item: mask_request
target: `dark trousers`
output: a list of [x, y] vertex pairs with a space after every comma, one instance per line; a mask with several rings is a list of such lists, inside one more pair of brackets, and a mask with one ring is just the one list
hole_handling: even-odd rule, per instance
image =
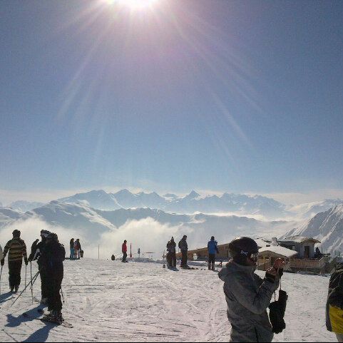
[[170, 255], [170, 266], [173, 268], [176, 268], [176, 252], [169, 252], [169, 254]]
[[22, 264], [22, 260], [20, 261], [9, 261], [9, 281], [11, 288], [19, 287], [20, 285], [20, 282], [21, 281], [20, 273], [21, 272]]
[[62, 302], [61, 300], [60, 290], [62, 285], [63, 276], [48, 275], [49, 280], [47, 287], [48, 309], [49, 311], [61, 311]]
[[168, 267], [172, 268], [176, 267], [176, 253], [175, 252], [168, 252], [167, 254], [167, 263]]
[[41, 270], [41, 298], [47, 298], [48, 297], [48, 285], [50, 280], [48, 280], [48, 275], [46, 272], [44, 272], [43, 269]]
[[215, 264], [215, 254], [209, 254], [208, 255], [208, 269], [214, 270]]
[[188, 262], [188, 255], [187, 254], [187, 250], [181, 251], [182, 253], [182, 259], [181, 259], [181, 266], [186, 267], [187, 262]]

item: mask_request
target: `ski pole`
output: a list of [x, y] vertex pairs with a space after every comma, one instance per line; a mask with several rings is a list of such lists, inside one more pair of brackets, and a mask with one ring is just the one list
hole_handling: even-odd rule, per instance
[[62, 300], [63, 301], [63, 304], [64, 304], [64, 296], [63, 296], [63, 291], [62, 290], [62, 285], [61, 285], [61, 294], [62, 295]]
[[[37, 272], [37, 274], [36, 274], [36, 275], [34, 277], [36, 277], [35, 279], [35, 281], [36, 280], [37, 280], [37, 277], [39, 274], [39, 271]], [[32, 282], [32, 281], [31, 281]], [[10, 306], [10, 307], [11, 307], [18, 300], [18, 299], [20, 298], [20, 297], [21, 296], [21, 295], [26, 290], [26, 288], [30, 285], [30, 284], [29, 283], [28, 285], [21, 291], [21, 293], [20, 293], [20, 295], [18, 296], [18, 297], [13, 302], [12, 304]]]
[[0, 295], [1, 295], [1, 275], [2, 275], [2, 267], [1, 265], [1, 271], [0, 272]]
[[30, 261], [30, 275], [31, 275], [31, 297], [32, 299], [32, 304], [34, 304], [34, 288], [32, 285], [32, 262]]
[[37, 280], [38, 277], [39, 277], [40, 272], [41, 272], [39, 271], [39, 272], [34, 277], [34, 280], [33, 280], [34, 282], [32, 282], [32, 285], [31, 286], [31, 290], [34, 289], [34, 283], [36, 282], [36, 281]]

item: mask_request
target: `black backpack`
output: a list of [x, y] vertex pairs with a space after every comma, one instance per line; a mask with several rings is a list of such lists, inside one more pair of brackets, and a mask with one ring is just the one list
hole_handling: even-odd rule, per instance
[[336, 266], [329, 284], [328, 303], [343, 309], [343, 263]]

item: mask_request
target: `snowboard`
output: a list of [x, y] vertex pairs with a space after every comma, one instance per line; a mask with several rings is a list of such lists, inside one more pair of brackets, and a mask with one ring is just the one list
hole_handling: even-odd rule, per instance
[[51, 319], [48, 316], [46, 315], [46, 313], [43, 310], [39, 309], [38, 312], [41, 314], [44, 314], [44, 317], [43, 317], [43, 318], [33, 318], [27, 312], [24, 312], [21, 315], [25, 318], [30, 318], [32, 320], [39, 320], [40, 322], [42, 322], [43, 323], [48, 323], [48, 324], [51, 324], [53, 325], [56, 325], [56, 326], [62, 326], [68, 329], [72, 329], [73, 327], [74, 327], [71, 324], [66, 321], [56, 322], [56, 321], [51, 320]]

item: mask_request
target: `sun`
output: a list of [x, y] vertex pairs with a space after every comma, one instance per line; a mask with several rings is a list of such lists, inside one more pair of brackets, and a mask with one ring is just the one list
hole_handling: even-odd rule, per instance
[[111, 4], [118, 4], [128, 7], [133, 11], [151, 8], [158, 0], [109, 0]]

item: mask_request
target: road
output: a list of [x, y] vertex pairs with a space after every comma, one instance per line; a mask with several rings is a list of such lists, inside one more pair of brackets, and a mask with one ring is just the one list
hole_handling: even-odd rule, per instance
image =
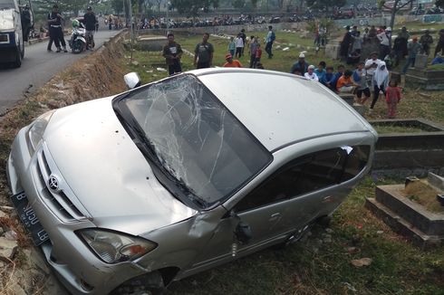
_____
PROMPT: Rewrite the lines above as a numbered list, dropping the blank lines and leaving the pictures out.

REPLY:
1. item: mask_request
2. target: `dark trousers`
3. output: a list of [x, y] vertex pairs with a space after every comma, one instance per line; a mask with several rings is a list of such lists, inside one more pair of brackets, and a mask with one ring is just the one list
4. hole_handling: even-odd rule, per instance
5. image =
6. [[170, 255], [170, 266], [173, 268], [176, 268], [176, 252], [169, 252], [169, 254]]
7. [[22, 264], [22, 260], [20, 261], [9, 261], [9, 281], [11, 288], [19, 287], [20, 285], [20, 282], [21, 281], [20, 273], [21, 272]]
8. [[62, 302], [61, 300], [60, 290], [62, 285], [63, 276], [48, 275], [49, 280], [47, 287], [48, 309], [49, 311], [61, 311]]
9. [[168, 267], [172, 268], [176, 267], [176, 253], [175, 252], [168, 252], [167, 254], [167, 263]]
10. [[41, 270], [41, 298], [47, 298], [48, 297], [48, 285], [50, 280], [48, 280], [48, 275], [46, 272], [44, 272], [43, 269]]
11. [[215, 264], [215, 254], [209, 254], [208, 255], [208, 269], [214, 270]]
12. [[188, 262], [188, 255], [187, 254], [187, 250], [181, 251], [182, 253], [182, 259], [181, 259], [181, 266], [186, 267], [187, 262]]
13. item: mask_request
14. target: `ski pole`
15. output: a list of [x, y] vertex pairs with a space after every comma, one instance per line; a mask with several rings is a list of such lists, inside one more pair of brackets, and a mask with one ring is just the one list
16. hole_handling: even-odd rule, per instance
17. [[62, 300], [63, 301], [63, 304], [64, 304], [64, 296], [63, 296], [63, 291], [62, 290], [62, 285], [61, 285], [61, 294], [62, 295]]
18. [[[37, 272], [37, 274], [36, 274], [36, 275], [34, 277], [36, 277], [35, 279], [35, 281], [36, 280], [37, 280], [37, 277], [39, 274], [39, 271]], [[32, 282], [32, 281], [31, 281]], [[10, 306], [10, 307], [11, 307], [18, 300], [18, 299], [20, 298], [20, 297], [21, 296], [21, 295], [26, 290], [26, 288], [30, 285], [30, 284], [29, 283], [28, 285], [21, 291], [21, 293], [20, 293], [20, 295], [18, 296], [18, 297], [13, 302], [12, 304]]]
19. [[0, 295], [1, 295], [1, 275], [2, 275], [2, 267], [1, 265], [1, 271], [0, 272]]
20. [[30, 261], [30, 275], [31, 275], [31, 297], [32, 299], [32, 304], [34, 304], [34, 288], [32, 285], [32, 262]]
21. [[37, 280], [38, 277], [39, 277], [40, 272], [41, 272], [39, 271], [39, 272], [34, 277], [34, 280], [33, 280], [34, 282], [32, 282], [32, 285], [31, 286], [31, 290], [34, 289], [34, 283], [36, 282], [36, 281]]
22. item: mask_request
23. target: `black backpack`
24. output: a list of [x, y] vertex pairs with a space after every comma, one instance per line; a mask with several rings is a list of such lists, inside one more pair of brackets, and a mask with one ring is just the one list
25. hole_handling: even-odd rule, per instance
26. [[336, 266], [329, 284], [328, 303], [343, 309], [343, 263]]
27. item: mask_request
28. target: `snowboard`
29. output: a list of [x, y] vertex pairs with a space after every comma, one instance per line; a mask with several rings is a list of such lists, inside one more pair of brackets, and a mask with one ring is just the one list
30. hole_handling: even-odd rule, per instance
31. [[51, 319], [48, 316], [46, 315], [46, 313], [43, 310], [39, 309], [38, 312], [41, 314], [44, 314], [44, 317], [43, 317], [43, 318], [33, 318], [27, 312], [24, 312], [21, 315], [25, 318], [30, 318], [32, 320], [39, 320], [40, 322], [42, 322], [43, 323], [48, 323], [48, 324], [51, 324], [53, 325], [56, 325], [56, 326], [62, 326], [68, 329], [72, 329], [73, 327], [74, 327], [71, 324], [66, 321], [56, 322], [56, 321], [51, 320]]
32. item: mask_request
33. target: `sun`
34. output: a list of [x, y] vertex pairs with a space after every comma, one instance per line; a mask with several rings is a list of such lists, inside one more pair of brackets, and a mask with one ring is just the one list
35. hole_handling: even-odd rule, per instance
36. [[111, 4], [118, 4], [128, 7], [133, 11], [151, 8], [158, 0], [109, 0]]
37. item: mask_request
38. target: road
39. output: a list of [x, y] vertex pairs with a space after every comma, one instance per line; a mask with several rings is a list of such lists, inside one more pair of brackets, and a mask with one ring is just the one list
40. hole_handling: even-odd rule, per instance
41. image =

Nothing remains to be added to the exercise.